-- Opening Marker --

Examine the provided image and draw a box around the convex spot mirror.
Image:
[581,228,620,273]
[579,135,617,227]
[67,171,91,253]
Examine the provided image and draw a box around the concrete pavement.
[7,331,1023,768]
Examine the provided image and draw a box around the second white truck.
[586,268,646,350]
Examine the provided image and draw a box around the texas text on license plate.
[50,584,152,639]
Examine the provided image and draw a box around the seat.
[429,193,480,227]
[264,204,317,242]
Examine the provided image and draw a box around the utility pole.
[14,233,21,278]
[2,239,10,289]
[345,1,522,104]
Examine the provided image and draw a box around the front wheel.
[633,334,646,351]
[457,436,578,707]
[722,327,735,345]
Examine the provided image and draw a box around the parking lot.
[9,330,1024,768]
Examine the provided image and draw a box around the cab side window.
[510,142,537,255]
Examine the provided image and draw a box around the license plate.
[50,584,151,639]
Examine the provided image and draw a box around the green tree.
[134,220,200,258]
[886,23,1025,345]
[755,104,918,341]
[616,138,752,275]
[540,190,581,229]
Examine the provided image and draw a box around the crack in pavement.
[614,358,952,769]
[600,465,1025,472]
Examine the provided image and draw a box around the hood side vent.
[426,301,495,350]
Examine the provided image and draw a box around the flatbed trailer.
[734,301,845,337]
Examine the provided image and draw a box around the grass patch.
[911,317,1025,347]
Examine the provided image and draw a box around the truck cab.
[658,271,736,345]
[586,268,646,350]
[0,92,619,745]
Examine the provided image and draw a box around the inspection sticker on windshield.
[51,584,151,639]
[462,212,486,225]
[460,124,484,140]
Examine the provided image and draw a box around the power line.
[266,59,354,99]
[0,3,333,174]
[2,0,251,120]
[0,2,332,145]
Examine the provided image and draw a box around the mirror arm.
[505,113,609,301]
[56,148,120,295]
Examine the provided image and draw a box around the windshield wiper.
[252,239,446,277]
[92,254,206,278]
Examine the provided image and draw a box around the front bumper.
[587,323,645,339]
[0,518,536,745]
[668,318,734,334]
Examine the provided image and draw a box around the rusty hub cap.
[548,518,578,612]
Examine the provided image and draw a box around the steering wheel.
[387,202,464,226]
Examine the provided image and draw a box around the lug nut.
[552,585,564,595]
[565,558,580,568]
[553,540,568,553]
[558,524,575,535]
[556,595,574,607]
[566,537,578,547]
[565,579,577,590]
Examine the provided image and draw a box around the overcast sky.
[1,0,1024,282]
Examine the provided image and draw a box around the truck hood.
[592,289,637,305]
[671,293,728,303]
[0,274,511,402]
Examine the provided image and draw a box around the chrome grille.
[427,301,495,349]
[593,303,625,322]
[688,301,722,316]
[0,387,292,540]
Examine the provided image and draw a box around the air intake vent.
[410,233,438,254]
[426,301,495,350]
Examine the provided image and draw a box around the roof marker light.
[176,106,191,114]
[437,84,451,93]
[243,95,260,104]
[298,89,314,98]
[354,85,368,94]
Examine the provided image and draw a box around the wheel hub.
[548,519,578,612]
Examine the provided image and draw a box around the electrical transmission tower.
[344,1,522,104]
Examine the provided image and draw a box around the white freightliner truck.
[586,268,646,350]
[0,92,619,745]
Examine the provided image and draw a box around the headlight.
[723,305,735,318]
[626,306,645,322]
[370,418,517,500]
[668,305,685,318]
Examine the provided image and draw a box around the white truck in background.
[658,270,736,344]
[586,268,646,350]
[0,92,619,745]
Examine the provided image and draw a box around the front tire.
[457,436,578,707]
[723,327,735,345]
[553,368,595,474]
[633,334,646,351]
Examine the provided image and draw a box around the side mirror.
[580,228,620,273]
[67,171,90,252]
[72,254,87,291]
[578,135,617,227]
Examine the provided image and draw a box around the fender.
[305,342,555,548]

-- Closing Marker --

TASK PROMPT —
Set down the line holding "Examine the provided image and draw a box around the fender." and all later lines through the last one in the material above, exactly, and no other lines.

RESPONSE AREA —
Examine the provided image and draw a box around the fender.
[305,342,555,548]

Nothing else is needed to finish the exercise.